■ **本文**

"""

オーストリアのインスブルック大学(University of Innsbruck)で行われた研究によって、特定の条件下では「物に力を加え続ければ必ず熱くなり乱雑さが増加する」という常識が、量子の世界では当てはまらないことが実験で示されました。
研究では極限まで冷やした原子集団に繰り返し外部からの力を加えたとき、運動エネルギーEと情報エントロピーSが調べられており、それらが数百回のキックで頭打ちになりることが確認されました。
このように外部から衝撃を与えても加熱が進まず、エネルギーと乱雑さが飽和する量子ガスの振る舞いは、古典物理学で予想される「エネルギーの拡散や乱雑さが増え続ける」直感に反するものです。
いったいなぜ原子たちはこれ以上エネルギーを吸収せず、まとまりを保てたのでしょうか?
研究の詳細は2025年8月14日に『Science』にて掲載されました。
目次
- エントロピーと熱の常識に量子が反乱を起こすのか?
- 量子は常識に抗い、加熱は頭打ち
- 熱化を制御する未来──量子技術へのヒント
エントロピーと熱の常識に量子が反乱を起こすのか?

私たちの身近な世界では、「熱」はとても当たり前の現象です。
たとえば、両手をこすれば温かくなり、金属を何度も叩くと熱を帯びます。
これは「エネルギーを加えると物体が熱くなり、整った状態がだんだん乱れていく」という自然な流れです。
この「乱れ」を表す物理の基本概念がエントロピーです。
簡単にいえば、「中の粒子がどれだけバラバラで自由に動いているか」を示す指標です。
熱力学では「閉じた系ではエントロピーは必ず増える(乱雑さが増す)」という熱力学第二法則が成り立ちます。
この法則は、原子や分子のような小さな粒子の世界でも成り立つと長く考えられてきました。
特に多くの粒子が強く相互作用している場合は、エネルギー交換が活発になり、より早く熱が広がると予想されていました。
しかし、量子力学のルールが支配する世界では事情が変わります。
粒子は波としての性質を持ち、波どうしは「干渉」します。
この干渉によって粒子の動きが特定の範囲にとどまり、エネルギーが思ったほど広がらないことがあります。
こうした量子のまとまり(コヒーレンス)や干渉が働くと、外からエネルギーを加えてもある時点でそれ以上吸収しなくなる現象が起こります。
これを動的局在(ダイナミカル・ローカリゼーション, DL)と呼びます。
たとえば「量子キックローター(QKR)」というモデルでは、一定間隔で外力(キック)を加え続けても、運動量の広がりが止まることが理論と実験で確かめられています。

"""

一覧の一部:
"""

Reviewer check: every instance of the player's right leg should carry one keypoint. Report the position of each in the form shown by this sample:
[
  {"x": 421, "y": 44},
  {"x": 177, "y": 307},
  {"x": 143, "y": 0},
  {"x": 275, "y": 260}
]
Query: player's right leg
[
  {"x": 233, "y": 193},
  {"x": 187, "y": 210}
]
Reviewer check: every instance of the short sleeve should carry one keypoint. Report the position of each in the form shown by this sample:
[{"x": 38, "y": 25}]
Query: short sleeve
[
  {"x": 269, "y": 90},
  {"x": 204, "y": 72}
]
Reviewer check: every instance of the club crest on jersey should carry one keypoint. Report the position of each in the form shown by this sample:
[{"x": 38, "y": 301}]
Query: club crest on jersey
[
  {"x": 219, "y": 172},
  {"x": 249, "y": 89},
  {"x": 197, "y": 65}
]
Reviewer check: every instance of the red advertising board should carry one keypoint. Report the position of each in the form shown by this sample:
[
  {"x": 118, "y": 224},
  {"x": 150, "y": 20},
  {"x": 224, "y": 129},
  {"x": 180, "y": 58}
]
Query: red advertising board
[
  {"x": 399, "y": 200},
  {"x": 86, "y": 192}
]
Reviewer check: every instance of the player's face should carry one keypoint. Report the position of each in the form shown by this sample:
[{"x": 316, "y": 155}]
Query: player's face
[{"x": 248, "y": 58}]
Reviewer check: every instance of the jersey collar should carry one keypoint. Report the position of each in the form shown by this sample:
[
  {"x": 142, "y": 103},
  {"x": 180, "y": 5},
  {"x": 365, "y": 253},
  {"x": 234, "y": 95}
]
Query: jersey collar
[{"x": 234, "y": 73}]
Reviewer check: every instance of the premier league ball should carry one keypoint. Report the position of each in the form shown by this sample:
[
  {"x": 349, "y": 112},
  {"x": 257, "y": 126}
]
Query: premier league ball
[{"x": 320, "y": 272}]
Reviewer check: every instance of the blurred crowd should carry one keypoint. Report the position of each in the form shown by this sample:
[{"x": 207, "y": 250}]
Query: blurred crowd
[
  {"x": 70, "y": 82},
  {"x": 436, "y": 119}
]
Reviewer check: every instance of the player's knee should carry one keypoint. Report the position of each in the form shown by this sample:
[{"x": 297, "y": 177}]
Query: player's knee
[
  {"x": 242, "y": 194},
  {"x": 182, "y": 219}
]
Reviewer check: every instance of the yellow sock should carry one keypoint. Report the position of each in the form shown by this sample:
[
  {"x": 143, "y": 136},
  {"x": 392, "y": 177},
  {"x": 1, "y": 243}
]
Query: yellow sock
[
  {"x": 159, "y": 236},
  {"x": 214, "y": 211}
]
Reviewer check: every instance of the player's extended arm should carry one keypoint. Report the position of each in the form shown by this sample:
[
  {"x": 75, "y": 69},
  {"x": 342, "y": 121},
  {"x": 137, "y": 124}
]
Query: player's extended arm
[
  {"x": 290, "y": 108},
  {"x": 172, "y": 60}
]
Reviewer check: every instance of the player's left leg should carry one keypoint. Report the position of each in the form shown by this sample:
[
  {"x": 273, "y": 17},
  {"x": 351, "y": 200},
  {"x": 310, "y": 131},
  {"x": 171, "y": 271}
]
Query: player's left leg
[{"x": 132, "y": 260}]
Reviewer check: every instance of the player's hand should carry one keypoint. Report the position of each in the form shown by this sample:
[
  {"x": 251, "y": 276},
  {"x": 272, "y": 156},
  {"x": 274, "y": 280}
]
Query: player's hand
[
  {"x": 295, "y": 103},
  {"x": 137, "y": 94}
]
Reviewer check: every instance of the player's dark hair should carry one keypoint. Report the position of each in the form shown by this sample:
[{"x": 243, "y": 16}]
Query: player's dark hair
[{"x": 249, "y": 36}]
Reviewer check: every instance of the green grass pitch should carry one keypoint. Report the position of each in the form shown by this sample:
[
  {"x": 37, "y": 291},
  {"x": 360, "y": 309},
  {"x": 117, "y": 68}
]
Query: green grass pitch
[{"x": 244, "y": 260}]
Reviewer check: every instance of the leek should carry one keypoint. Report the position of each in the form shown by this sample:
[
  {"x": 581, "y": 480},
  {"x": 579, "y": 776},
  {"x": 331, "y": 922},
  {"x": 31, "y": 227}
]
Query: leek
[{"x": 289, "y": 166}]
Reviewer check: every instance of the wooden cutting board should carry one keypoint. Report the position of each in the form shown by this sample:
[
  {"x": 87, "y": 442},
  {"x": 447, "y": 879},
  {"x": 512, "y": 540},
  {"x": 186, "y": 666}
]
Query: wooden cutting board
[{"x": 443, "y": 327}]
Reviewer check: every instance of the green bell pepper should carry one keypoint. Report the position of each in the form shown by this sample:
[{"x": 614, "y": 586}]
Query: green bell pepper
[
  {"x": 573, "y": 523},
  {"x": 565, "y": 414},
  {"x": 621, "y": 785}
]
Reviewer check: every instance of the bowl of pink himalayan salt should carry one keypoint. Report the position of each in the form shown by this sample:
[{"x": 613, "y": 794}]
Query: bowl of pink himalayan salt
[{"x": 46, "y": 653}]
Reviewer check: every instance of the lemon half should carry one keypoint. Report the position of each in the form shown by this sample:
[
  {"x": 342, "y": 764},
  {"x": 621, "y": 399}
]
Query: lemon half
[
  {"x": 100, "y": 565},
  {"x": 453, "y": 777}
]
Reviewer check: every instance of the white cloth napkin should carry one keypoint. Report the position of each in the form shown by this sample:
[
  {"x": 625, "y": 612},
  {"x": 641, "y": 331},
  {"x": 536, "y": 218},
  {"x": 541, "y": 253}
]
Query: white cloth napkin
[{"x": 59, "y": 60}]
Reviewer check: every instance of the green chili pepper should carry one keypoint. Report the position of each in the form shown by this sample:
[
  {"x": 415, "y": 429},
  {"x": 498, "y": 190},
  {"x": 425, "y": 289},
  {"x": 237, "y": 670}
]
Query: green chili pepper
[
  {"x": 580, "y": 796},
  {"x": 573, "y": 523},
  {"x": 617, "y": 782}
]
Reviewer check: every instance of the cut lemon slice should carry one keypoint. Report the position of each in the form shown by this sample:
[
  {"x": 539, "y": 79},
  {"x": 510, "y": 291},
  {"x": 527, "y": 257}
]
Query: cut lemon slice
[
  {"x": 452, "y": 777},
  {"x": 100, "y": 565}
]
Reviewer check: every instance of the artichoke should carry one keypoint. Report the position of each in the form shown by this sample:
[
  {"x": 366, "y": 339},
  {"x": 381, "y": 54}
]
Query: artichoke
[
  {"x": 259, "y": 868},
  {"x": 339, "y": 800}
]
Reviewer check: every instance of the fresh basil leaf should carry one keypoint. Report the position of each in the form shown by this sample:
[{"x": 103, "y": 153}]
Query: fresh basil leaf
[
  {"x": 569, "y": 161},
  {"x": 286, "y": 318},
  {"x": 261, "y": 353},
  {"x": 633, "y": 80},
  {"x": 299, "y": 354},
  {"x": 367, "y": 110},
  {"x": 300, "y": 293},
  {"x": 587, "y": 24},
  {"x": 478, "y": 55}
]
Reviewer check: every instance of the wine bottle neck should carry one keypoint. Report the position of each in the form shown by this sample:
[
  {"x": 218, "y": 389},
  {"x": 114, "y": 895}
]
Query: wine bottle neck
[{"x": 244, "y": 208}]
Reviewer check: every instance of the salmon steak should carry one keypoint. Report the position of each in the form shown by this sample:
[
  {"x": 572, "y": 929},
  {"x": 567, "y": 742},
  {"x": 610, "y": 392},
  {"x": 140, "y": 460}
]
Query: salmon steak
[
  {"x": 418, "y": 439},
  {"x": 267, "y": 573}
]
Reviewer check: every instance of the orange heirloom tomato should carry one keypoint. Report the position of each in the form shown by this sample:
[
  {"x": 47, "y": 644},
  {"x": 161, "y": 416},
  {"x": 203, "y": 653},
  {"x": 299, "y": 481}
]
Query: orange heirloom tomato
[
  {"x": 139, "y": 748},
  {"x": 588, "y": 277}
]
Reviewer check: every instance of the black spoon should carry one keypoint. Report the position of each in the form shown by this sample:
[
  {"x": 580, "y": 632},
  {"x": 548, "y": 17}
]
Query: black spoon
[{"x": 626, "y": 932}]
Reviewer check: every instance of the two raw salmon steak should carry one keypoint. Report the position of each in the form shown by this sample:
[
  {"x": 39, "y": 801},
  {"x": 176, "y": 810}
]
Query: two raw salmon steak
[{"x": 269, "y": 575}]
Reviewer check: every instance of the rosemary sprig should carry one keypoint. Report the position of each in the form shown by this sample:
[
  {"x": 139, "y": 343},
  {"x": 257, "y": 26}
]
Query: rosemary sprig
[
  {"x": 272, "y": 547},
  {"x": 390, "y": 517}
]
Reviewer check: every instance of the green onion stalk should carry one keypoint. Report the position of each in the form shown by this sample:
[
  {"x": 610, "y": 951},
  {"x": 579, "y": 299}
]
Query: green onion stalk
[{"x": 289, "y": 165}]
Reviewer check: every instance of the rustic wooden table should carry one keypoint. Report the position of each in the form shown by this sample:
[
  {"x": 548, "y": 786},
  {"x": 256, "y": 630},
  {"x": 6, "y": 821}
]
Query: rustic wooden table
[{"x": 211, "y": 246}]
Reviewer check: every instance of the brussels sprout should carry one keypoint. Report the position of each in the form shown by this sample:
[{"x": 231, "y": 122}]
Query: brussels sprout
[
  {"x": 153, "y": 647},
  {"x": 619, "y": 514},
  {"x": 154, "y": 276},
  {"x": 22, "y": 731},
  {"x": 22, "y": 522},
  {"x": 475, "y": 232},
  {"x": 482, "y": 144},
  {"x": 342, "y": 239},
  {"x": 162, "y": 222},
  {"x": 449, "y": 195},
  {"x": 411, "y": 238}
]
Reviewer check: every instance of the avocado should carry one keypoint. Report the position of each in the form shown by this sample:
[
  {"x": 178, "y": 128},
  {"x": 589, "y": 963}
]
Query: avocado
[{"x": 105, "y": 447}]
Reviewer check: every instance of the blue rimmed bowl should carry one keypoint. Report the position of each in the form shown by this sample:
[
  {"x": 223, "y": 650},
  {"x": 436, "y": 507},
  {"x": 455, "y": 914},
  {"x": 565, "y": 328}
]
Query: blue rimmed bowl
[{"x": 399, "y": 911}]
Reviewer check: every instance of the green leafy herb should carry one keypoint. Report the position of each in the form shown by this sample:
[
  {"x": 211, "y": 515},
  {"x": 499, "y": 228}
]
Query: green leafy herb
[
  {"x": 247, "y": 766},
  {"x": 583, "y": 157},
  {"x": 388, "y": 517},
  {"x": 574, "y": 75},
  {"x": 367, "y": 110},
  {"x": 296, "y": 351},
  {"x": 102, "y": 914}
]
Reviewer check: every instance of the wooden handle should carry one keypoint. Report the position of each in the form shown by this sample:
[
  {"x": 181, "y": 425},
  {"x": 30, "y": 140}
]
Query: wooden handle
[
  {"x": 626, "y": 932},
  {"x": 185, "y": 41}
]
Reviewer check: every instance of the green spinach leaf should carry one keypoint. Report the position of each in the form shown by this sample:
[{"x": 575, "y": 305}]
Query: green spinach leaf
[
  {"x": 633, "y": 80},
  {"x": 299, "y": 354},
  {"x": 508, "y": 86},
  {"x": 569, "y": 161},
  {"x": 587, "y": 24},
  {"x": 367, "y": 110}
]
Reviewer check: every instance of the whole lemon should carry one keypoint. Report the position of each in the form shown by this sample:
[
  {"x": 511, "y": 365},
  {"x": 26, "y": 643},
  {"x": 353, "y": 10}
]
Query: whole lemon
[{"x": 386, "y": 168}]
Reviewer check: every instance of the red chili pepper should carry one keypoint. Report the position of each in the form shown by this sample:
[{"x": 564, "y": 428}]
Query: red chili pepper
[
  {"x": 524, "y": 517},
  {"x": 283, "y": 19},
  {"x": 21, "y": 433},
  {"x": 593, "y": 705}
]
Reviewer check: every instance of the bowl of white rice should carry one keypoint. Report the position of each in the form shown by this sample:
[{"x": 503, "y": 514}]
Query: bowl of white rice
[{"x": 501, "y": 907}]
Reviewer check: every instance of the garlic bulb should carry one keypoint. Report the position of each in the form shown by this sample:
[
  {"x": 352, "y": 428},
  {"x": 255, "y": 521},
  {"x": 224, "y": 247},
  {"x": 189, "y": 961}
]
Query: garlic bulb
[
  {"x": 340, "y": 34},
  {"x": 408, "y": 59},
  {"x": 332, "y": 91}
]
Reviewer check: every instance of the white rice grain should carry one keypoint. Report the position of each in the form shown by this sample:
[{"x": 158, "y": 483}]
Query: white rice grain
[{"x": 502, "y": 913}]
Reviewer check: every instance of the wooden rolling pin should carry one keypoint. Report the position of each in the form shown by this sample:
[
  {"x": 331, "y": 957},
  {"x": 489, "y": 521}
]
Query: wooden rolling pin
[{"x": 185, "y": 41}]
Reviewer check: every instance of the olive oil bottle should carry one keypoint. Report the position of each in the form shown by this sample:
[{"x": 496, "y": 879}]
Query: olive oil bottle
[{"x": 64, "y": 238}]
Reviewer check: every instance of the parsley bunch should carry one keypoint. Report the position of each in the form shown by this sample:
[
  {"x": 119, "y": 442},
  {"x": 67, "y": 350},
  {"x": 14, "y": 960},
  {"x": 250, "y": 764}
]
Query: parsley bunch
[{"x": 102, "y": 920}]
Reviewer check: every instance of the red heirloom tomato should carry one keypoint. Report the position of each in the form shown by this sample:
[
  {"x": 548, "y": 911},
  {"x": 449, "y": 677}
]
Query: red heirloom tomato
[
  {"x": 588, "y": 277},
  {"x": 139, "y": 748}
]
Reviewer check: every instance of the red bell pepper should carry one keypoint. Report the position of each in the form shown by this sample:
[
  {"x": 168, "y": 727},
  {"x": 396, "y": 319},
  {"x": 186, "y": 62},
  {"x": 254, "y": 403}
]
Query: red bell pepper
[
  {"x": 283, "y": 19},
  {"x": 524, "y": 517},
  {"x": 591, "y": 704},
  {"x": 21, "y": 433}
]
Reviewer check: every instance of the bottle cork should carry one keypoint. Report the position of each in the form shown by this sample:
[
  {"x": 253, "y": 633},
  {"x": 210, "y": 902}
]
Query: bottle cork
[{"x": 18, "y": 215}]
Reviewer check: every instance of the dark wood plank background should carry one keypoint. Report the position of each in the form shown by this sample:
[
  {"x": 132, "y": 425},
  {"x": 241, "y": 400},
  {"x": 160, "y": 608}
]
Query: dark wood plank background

"""

■ **実施事項**
• 1. 量子ガスの加熱に関する本文にある『たとえば、両手をこすれば温かくなり、金属を何度も叩くと熱を帯びます。』という一文を英語に訳してください。
• 2. 量子ガスの加熱に関する本文を、最後の文の後から書き進めてください。
この一覧は参照しなくて構いません。

■ **回答**
• 1. For example, rubbing your hands together makes them warm, and striking a piece of metal repeatedly makes it heat up.

• 2.
この現象は、電子が無秩序な環境で動けなくなる「アンダーソン局在」にも似ています。
ただし、これまで詳しく分かっていたのは粒子どうしの相互作用がほとんどない場合でした。
現実の物質では粒子は互いに影響し合い、この相互作用によってコヒーレンスが乱れ、結局は熱化してしまうと長く考えられてきました。
今回の研究は、「強く相互作用する多数の原子でも、条件次第でエネルギーの広がりや乱雑さの増加を抑えられるのか」という疑問に挑みました。
量子のまとまりがどこまで保たれるのか、そして量子の秩序が古典的なカオスへと移行する境界を実験で明らかにすることを目指しました。
量子は常識に抗い、加熱は頭打ち

今回の実験は、現代物理学の中でも特に精密な研究のひとつに数えられます。
まず研究チームは、セシウム原子を約2ナノケルビンという、ほとんど絶対零度(−273 ℃)に近い温度まで冷やしました。
すると、原子たちは「ボース気体」と呼ばれる状態になり、多数の原子がまるでひとつの巨大な波のように振る舞う特徴が現れます。
さらにチームは、磁場を使って原子同士がどれくらい押し合うか(相互作用の強さ:γ)を調整できるようにし、原子を細長い一次元チューブ(前後の方向にしか動けない空間)に並べました。
次に、この一次元の原子列に対して、縦方向にレーザー光を使って光の縞模様(光格子)を作り、それを短時間だけ点けたり消したりすることで、「キック」と呼ばれる力を周期的に加えました。
普通であれば、何度も力を加えられた原子たちはどんどん速く動き始め、運動エネルギーE(吸収されたエネルギーの目安)や、運動の広がりを表す情報エントロピーSが増え続け、結果として「熱化」が進むと予想されます。
ところが今回の実験では、数百回のキックの後に運動エネルギーEと情報エントロピーSの増加が止まり、どちらも一定の値で安定(飽和)するという予想外の現象が観測されました。
それだけでなく、原子の運動量分布n(k)の変化の度合いを測る指標であるJensen–Shannon距離Jもノイズと区別がつかないほど低下しました。
これは、原子の運動状態がほとんど変わらなくなったことを意味します。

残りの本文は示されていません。